▶ _Do this_: Pull out every line of the material that contains the word "striped", matching case exactly.

▶ _Data for this task_:
--------------------------------
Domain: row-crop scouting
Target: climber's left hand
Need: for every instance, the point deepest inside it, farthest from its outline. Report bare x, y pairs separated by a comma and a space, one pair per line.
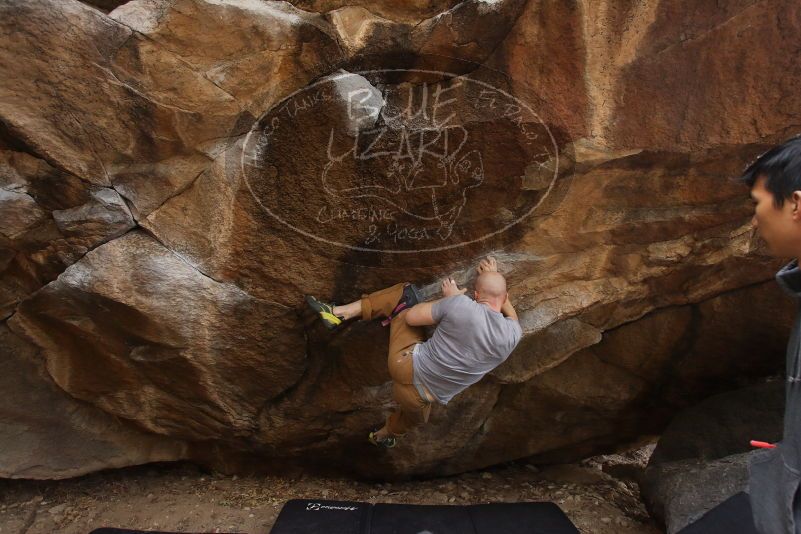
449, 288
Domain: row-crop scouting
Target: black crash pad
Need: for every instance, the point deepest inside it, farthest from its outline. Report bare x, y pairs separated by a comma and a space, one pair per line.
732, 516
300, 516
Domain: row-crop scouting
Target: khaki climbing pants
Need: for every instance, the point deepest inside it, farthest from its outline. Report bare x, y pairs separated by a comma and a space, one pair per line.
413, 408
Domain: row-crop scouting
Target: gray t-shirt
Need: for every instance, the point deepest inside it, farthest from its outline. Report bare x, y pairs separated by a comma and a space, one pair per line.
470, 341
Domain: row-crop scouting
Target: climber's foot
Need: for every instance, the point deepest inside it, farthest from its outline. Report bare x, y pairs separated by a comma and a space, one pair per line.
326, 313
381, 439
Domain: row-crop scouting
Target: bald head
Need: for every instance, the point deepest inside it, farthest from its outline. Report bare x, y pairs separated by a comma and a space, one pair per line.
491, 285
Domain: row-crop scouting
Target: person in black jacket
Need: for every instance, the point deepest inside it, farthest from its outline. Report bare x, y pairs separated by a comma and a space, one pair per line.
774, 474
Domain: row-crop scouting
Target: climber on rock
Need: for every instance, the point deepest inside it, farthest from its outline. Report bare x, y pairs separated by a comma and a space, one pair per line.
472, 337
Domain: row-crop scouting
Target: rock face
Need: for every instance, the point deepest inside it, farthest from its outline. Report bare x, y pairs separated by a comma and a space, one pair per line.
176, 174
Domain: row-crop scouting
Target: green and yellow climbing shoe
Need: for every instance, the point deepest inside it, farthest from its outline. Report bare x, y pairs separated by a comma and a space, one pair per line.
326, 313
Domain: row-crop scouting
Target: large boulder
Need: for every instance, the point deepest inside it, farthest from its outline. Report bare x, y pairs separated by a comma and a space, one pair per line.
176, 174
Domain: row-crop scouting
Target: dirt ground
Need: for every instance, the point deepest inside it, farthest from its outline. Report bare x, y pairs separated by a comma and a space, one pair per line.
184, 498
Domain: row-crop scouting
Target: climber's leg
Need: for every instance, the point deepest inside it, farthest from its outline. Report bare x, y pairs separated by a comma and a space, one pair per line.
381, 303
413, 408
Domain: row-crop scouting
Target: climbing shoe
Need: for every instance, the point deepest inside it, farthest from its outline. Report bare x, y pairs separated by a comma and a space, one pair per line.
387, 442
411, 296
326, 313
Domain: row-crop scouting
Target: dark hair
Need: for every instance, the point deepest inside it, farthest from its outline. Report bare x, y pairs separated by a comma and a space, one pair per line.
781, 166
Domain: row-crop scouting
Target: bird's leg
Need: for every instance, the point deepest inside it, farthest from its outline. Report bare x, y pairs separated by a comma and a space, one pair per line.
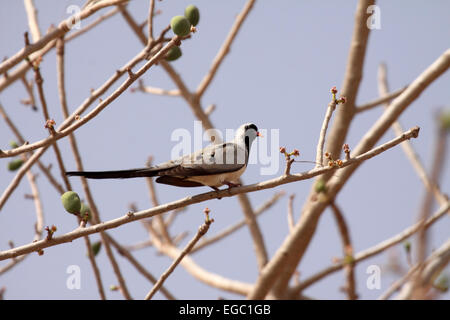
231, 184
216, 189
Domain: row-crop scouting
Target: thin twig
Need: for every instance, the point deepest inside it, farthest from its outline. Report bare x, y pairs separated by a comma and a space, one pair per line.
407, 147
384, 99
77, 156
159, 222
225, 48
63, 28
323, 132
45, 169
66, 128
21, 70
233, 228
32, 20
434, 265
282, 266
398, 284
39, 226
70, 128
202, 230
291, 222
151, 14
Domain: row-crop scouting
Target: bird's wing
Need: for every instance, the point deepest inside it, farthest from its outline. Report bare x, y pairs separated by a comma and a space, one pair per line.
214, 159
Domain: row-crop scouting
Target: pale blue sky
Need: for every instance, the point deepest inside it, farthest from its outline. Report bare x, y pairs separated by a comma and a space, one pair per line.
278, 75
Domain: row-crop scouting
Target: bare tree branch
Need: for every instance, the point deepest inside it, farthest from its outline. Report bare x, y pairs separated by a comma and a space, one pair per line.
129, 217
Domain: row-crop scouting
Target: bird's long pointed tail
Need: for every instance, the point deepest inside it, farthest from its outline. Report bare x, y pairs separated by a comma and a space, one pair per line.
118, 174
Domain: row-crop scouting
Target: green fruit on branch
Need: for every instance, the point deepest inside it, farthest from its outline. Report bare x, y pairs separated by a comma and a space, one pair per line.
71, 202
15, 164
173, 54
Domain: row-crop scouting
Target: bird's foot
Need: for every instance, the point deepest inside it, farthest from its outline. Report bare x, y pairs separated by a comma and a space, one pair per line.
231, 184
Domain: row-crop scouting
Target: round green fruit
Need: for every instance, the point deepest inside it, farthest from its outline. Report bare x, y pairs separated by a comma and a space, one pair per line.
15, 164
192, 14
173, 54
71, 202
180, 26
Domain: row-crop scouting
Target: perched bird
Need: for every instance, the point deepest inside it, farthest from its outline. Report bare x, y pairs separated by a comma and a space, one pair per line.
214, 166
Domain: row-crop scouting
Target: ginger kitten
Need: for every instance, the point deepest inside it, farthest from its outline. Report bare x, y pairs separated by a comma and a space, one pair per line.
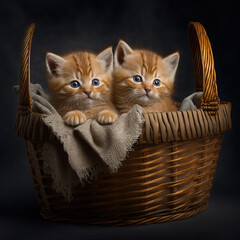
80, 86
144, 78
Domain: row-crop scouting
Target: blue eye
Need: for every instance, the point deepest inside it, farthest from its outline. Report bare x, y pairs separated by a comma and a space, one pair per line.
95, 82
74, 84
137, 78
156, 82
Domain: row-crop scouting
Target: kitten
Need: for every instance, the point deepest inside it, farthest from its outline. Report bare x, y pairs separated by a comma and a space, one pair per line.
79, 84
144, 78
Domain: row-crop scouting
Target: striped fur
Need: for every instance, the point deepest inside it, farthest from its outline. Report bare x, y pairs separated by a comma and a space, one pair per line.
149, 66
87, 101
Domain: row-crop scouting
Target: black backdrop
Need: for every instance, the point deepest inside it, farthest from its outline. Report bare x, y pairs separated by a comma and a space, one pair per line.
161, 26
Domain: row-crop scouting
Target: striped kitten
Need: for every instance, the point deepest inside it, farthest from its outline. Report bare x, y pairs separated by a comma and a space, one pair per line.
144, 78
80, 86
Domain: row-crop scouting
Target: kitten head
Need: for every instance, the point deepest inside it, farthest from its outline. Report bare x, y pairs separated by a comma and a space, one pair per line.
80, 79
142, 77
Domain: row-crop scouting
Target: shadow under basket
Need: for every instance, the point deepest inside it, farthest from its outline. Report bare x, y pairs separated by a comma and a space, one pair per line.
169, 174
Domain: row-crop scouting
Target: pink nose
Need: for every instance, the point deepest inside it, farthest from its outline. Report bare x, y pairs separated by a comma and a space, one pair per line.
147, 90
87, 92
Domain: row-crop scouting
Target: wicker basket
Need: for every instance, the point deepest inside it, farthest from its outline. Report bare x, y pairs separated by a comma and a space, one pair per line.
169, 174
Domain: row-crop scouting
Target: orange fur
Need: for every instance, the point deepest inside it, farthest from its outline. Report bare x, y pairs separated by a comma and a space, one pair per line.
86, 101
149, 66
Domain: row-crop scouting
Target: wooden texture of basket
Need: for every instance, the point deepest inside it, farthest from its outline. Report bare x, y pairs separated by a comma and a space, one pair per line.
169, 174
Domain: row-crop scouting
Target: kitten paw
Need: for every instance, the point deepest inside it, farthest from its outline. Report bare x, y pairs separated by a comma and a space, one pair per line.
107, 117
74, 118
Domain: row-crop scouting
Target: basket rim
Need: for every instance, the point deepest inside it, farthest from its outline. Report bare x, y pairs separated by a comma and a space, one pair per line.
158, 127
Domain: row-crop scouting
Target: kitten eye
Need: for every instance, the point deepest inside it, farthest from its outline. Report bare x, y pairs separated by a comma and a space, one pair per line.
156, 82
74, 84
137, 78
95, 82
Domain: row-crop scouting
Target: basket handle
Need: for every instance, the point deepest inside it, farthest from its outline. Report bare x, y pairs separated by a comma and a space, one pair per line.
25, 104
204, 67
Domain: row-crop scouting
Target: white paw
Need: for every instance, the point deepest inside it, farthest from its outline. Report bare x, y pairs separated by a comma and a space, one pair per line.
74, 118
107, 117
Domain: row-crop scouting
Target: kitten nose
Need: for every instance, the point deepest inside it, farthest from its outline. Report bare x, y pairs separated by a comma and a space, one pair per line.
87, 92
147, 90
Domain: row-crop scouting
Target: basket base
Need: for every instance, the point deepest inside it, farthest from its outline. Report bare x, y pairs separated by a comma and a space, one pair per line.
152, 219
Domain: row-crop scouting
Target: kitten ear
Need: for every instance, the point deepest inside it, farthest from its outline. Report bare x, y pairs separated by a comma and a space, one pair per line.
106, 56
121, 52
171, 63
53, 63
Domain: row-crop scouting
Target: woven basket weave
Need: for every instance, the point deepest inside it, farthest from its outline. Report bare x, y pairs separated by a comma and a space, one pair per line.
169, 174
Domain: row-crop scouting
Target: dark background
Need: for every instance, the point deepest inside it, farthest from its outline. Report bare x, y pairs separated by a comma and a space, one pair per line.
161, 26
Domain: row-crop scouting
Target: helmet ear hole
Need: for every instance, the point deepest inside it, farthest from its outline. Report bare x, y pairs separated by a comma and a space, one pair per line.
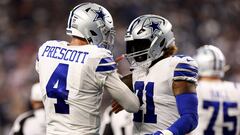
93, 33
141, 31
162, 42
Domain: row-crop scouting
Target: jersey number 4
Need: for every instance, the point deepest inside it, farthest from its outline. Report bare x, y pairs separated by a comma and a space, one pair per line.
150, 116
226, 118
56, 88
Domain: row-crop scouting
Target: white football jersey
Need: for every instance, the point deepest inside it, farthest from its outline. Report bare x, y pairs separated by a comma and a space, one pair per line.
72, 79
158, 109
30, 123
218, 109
--------------------------------
▶ _Correct answer_:
Target: striped fur
Target: striped kitten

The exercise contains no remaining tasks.